_Selected excerpt:_

Watering tree seedlings

Illustration of the below: A drooping seedling next to an upright seedling.
This tree needs water.
This tree has enough water.

Watering tree seedlings is one of the most important activities in a nursery. Water your trees in a way that gently sprinkles the water like rain, instead of in a single stream like a tap that might wash away soil and uncover roots.

The amount of water a seedling needs depends on how deep its roots have grown. Water seedlings as soon as their leaves begin to droop. But it is best that they never get to this point, because it is stressful for the plant.

Until seedlings have 2 or 3 leaves, water whenever the top of the soil appears completely dry.

Then, until they have 5 or 6 leaves, water when the soil is dry as deep as the fingernail on your thumb.

Then, until the roots push against the bottom of the container, water when the soil is dry as deep as the first joint of your thumb.

Weeding and fertilizing

Weeds compete with tree seedlings for light, water, and nutrients from the soil. A few small weeds in a container will do no harm. But if there are more, cut them away at their base to not break up the soil.

If your soil is fertile, seedlings should get the nutrients they need. If fertilizer is needed, make natural fertilizer from manure, compost, or urine.

Transplanting seedlings

Distance between trees
Distance between trees
Distance between trees
Planting in a triangular design allows many trees to grow in a small area.

When the roots of the seedlings begin to push through the bottom of the containers (usually 3 to 4 months after planting) it is time to transplant them. If you cannot plant at this time, trim the roots back once a week. This helps the tree form a full ball of roots in the container and keeps it from rooting in the ground.

A month before planting, gradually remove the shade over the seedlings until they have the same amount of sun as the site where they will be planted. This gets the seedlings used to the sunnier and drier conditions of the planting site.

_Data section:_
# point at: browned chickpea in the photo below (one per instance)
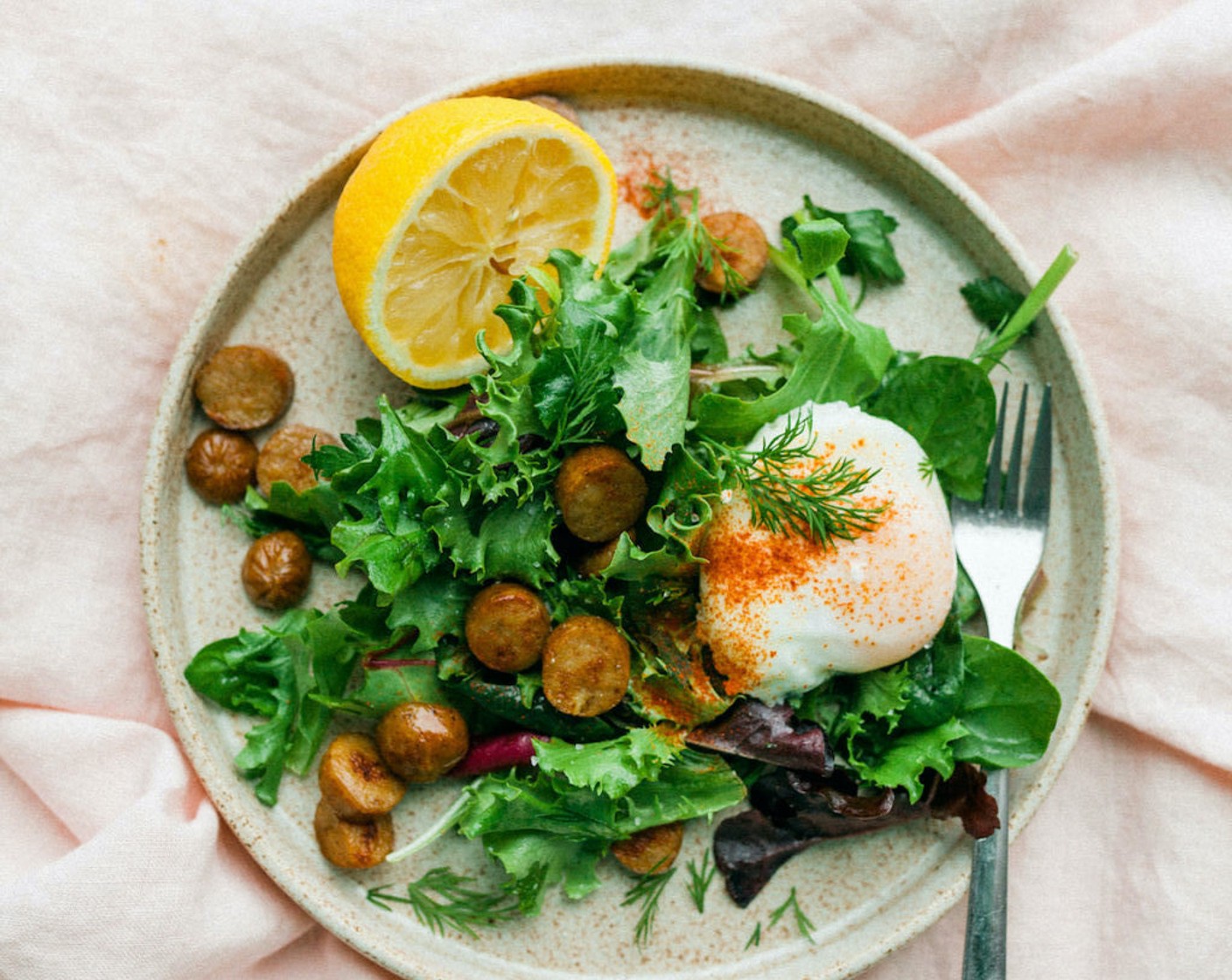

_Work instructions:_
A. Repeat the stretch of the tree seedling text from "Transplanting seedlings" through "a small area.", word for word.
B. Carry on the tree seedling text from the point where it stops.

_Results of the exercise:_
A.
Transplanting seedlings

Distance between trees
Distance between trees
Distance between trees
Planting in a triangular design allows many trees to grow in a small area.

B.
The day before planting, water the seedlings so the containers will be wet. Transport them carefully, being sure not to damage the roots. Mark where you want to plant each seedling. The distance between trees depends on the type of tree and the reason for planting. As a general rule, plant trees so their branches will just touch when full grown.

Clean all weeds or brush that might shade the seedlings or compete with them for water in a 1 meter circle around the planting area. Plant in early morning or the cool hours of the late afternoon to protect the trees from sun. Avoid damaging or drying out the roots while planting.

Dig square holes 1½ times as deep as the containers. Round holes prevent roots from reaching into the surrounding soil. Fill the hole with soil so the base of the trunk will be level with the ground when the hole is filled. You may want to add a few handfuls of compost or rich, black soil to help the tree get started. After planting, soak the soil around the tree with water.

Transplanting in difficult places

In dry places, make small hollows
around trees to catch water.
Dig a 1 meter circle above where the three will be planted and form a flat terrace.
Build a small barrier to prevent the terrace from washing away.
On steep slopes, make a small terrace for each tree.
On slopes make V-shaped ridges of soil downhill from the tree to catch rainwater.

Caring for young trees

Make barriers to protect young trees.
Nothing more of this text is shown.